Beginning with the line that holds "b on wall you can find.", write out the remaining lines of the material exactly, the last line included.
*** Opening INPUT DATA ***
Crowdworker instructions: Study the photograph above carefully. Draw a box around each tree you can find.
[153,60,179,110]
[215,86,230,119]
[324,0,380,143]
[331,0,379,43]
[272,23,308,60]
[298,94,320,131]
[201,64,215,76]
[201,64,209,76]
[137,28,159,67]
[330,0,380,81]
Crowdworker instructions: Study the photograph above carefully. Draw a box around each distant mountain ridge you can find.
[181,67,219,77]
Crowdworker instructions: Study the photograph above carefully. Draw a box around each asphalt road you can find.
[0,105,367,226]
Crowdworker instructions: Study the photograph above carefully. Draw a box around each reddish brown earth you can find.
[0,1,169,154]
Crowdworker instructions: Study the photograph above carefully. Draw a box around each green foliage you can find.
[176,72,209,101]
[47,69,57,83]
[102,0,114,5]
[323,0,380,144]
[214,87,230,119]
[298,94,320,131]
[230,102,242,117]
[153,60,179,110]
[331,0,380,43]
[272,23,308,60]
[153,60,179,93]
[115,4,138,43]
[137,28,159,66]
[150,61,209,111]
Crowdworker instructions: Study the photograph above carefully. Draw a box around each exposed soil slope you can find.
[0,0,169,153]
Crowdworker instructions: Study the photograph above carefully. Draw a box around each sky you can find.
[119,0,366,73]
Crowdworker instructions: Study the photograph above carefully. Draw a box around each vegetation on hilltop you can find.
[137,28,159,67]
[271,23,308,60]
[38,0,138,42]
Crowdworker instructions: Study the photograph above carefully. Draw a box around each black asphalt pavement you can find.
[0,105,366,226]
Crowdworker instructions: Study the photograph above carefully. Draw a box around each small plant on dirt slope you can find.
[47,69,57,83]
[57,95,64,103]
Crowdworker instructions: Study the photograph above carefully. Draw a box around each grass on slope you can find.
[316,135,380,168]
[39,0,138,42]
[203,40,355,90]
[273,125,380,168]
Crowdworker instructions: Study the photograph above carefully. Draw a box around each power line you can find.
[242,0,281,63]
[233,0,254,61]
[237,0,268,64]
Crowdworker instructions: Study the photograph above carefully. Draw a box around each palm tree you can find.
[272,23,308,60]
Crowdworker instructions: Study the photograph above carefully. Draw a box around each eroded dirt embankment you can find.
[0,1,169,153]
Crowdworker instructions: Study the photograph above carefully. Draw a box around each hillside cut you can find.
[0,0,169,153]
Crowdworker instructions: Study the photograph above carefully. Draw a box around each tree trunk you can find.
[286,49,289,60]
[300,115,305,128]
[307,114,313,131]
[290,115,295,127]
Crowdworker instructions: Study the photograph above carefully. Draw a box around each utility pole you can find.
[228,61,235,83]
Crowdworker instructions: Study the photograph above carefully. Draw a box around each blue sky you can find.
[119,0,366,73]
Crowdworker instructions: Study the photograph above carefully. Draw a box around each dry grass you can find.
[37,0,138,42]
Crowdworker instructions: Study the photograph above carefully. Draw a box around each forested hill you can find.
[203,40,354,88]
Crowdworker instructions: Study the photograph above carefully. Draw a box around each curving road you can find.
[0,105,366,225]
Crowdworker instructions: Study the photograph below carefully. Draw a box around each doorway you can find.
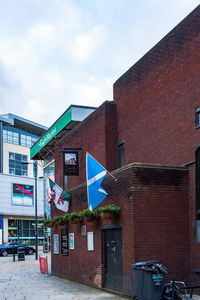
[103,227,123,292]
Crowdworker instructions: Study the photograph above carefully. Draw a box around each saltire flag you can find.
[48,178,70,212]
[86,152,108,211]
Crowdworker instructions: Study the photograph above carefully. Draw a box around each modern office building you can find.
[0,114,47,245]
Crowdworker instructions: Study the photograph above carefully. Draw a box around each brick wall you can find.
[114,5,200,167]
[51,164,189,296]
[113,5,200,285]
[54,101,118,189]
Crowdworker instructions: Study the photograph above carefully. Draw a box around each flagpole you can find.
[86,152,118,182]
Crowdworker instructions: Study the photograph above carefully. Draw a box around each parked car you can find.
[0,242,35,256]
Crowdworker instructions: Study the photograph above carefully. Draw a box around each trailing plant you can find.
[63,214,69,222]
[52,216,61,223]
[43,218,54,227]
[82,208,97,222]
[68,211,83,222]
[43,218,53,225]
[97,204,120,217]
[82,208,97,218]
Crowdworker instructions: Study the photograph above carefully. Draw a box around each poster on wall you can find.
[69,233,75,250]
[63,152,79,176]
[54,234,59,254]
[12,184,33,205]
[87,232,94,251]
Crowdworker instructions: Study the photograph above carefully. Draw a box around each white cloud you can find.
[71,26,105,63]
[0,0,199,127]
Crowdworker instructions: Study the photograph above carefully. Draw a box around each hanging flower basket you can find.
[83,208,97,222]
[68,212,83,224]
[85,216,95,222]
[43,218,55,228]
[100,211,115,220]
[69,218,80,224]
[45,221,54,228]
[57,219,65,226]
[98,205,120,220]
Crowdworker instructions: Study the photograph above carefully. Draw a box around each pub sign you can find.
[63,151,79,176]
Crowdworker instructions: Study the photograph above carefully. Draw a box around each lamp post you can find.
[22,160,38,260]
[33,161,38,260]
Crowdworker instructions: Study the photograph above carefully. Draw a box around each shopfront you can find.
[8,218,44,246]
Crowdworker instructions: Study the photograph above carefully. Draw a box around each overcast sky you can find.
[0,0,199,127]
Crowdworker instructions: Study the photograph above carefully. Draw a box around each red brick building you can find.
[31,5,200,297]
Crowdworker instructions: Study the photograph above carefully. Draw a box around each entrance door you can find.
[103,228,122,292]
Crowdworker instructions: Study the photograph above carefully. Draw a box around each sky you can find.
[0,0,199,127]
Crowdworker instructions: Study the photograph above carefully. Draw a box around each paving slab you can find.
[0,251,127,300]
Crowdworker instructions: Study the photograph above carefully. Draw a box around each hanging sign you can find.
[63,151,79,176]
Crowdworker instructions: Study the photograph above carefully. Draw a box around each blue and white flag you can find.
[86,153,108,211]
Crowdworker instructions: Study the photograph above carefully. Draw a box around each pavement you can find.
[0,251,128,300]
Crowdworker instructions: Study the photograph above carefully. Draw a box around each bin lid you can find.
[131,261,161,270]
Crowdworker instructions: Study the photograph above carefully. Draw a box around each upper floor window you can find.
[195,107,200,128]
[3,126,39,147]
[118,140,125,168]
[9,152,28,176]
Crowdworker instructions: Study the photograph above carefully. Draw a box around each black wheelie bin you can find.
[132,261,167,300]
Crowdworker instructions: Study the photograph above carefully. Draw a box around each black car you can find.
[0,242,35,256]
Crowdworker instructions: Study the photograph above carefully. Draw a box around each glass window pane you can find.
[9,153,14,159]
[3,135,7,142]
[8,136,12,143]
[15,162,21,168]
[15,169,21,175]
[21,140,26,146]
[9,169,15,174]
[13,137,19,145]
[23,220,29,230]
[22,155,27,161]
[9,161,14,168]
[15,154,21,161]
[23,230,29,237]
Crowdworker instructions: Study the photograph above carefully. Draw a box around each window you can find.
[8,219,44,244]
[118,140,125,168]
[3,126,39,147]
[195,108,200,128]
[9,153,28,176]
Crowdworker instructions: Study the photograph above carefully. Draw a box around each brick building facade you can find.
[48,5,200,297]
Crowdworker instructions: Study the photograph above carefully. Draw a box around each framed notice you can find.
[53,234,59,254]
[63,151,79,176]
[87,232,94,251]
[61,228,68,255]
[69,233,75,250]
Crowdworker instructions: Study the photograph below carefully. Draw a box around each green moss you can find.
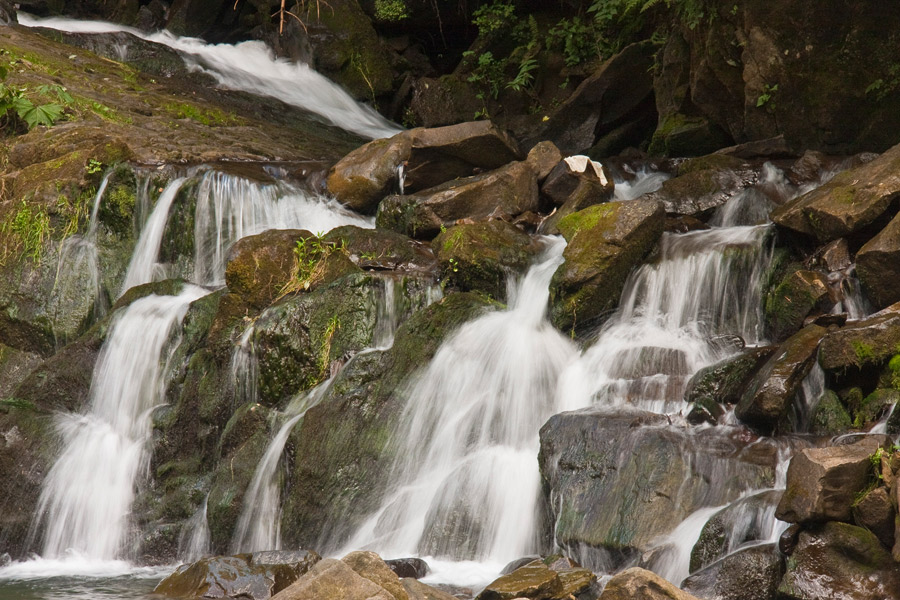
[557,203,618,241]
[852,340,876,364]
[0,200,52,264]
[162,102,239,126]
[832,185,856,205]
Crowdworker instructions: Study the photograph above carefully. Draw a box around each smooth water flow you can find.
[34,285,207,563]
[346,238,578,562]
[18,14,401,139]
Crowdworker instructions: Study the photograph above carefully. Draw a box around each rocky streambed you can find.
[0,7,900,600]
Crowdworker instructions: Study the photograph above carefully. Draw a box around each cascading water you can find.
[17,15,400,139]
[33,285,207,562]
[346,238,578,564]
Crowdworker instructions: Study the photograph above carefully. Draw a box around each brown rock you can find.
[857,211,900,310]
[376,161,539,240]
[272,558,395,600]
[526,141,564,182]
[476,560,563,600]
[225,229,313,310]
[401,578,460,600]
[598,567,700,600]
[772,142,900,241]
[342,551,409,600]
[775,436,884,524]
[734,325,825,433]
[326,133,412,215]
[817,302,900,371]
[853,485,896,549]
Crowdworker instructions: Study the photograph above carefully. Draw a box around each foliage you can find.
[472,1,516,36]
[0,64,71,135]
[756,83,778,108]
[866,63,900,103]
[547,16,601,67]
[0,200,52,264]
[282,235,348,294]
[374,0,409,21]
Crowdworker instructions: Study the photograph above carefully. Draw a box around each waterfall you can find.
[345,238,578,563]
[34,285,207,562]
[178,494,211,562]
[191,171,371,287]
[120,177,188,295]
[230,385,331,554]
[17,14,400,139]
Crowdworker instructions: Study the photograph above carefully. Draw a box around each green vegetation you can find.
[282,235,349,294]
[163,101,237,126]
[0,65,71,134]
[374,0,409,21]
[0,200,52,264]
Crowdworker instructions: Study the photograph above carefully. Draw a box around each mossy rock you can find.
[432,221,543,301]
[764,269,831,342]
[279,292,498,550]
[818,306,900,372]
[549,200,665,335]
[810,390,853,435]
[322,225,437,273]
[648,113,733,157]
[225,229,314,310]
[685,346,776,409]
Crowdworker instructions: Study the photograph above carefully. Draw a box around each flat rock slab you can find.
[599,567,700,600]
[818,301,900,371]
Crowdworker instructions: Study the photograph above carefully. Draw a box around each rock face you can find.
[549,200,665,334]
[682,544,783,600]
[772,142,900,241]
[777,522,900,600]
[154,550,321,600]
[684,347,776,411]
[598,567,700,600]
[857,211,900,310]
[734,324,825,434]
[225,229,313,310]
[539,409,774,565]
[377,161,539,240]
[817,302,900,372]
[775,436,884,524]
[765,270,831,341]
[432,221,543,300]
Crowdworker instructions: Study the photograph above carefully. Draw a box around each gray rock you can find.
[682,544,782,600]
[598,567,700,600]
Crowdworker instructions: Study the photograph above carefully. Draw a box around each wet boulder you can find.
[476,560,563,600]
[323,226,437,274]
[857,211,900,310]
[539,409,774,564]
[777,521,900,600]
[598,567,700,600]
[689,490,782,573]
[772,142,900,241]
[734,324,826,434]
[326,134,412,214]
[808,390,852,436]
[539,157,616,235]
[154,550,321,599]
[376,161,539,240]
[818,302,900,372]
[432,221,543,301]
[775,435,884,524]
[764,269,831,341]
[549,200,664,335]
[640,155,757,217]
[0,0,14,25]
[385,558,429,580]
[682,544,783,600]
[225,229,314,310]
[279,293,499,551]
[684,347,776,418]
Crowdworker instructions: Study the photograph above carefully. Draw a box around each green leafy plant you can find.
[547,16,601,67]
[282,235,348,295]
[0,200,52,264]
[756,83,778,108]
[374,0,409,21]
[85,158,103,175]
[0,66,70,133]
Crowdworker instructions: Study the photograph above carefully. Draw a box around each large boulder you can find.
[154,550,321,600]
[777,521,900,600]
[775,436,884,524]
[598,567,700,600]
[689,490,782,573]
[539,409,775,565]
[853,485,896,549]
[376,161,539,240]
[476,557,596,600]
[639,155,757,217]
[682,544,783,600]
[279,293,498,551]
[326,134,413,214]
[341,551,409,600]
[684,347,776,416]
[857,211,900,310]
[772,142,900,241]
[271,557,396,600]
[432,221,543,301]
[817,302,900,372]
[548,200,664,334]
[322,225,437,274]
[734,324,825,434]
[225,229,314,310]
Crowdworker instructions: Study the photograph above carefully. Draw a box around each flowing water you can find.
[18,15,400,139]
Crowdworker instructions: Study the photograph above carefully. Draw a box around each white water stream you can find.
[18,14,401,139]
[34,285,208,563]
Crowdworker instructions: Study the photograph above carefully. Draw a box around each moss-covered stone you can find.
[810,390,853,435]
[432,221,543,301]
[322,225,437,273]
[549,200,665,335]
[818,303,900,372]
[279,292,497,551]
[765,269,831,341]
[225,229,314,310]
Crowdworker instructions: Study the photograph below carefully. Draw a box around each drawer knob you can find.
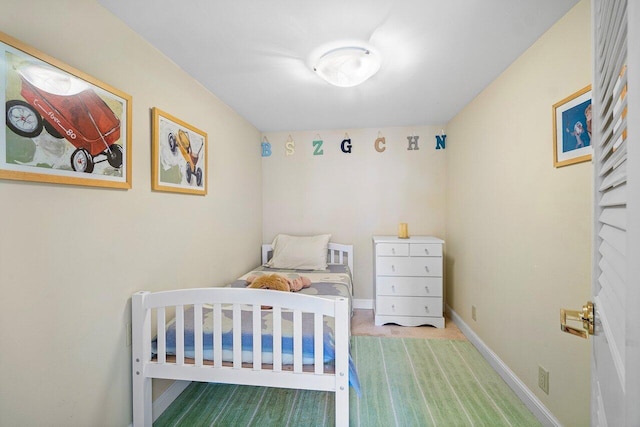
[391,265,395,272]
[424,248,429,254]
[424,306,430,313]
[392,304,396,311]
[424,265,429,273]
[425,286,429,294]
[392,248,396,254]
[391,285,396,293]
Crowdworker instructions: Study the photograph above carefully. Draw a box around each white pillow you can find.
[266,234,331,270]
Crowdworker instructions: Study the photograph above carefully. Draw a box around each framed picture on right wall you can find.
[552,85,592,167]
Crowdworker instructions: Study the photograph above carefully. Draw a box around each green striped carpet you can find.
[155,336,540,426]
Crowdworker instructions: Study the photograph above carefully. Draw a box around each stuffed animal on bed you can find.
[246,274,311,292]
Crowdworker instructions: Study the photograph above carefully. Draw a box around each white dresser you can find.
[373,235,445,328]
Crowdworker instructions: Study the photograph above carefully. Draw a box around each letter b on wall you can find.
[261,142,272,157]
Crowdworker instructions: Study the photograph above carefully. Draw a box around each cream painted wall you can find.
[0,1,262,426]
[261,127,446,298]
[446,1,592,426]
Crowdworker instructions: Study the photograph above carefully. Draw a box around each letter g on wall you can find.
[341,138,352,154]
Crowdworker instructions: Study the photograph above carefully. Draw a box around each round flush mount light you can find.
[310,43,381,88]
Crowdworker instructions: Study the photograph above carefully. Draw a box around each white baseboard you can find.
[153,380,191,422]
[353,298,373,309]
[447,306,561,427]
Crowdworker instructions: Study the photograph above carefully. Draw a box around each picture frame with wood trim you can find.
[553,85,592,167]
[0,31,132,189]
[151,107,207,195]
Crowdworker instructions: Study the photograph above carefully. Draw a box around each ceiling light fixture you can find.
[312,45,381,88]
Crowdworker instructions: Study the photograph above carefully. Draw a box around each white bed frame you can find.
*** Closing INPUT DATA ***
FINISHED EXERCISE —
Crowdworker instructions: Study the photograph above carefully. Draw a box around each letter b on wall you can find.
[261,142,272,157]
Crowdworker instructions: Study the photograph above carefully. Draw a box around each cream painted wall you can find.
[0,1,262,426]
[261,127,446,298]
[446,1,592,426]
Crowdworker instructions: Study the photograph above carefully. Draw a box around each letter g on wall you can find.
[341,138,352,154]
Crowdworker instructions: Study the photograph above carefully. Draw a box around each round flush mount light you can find.
[310,43,381,88]
Crowdworker instructions: Study the photograph above carefully. Draw a box around each white baseboard you can find.
[153,380,191,422]
[353,298,373,309]
[447,306,561,427]
Crowdworker instructions: Study the photograph above carefully. Draw a box around each picture frame with wood trim you can find.
[553,85,592,167]
[0,31,132,189]
[151,107,207,195]
Crowdworker instructions: Study the photograph above carefully. Draw a box around each ceiling light fixture you can find.
[312,45,381,88]
Crowdworker instructions: Study the photograph above carefully. Draw a box around each white bed frame you can find.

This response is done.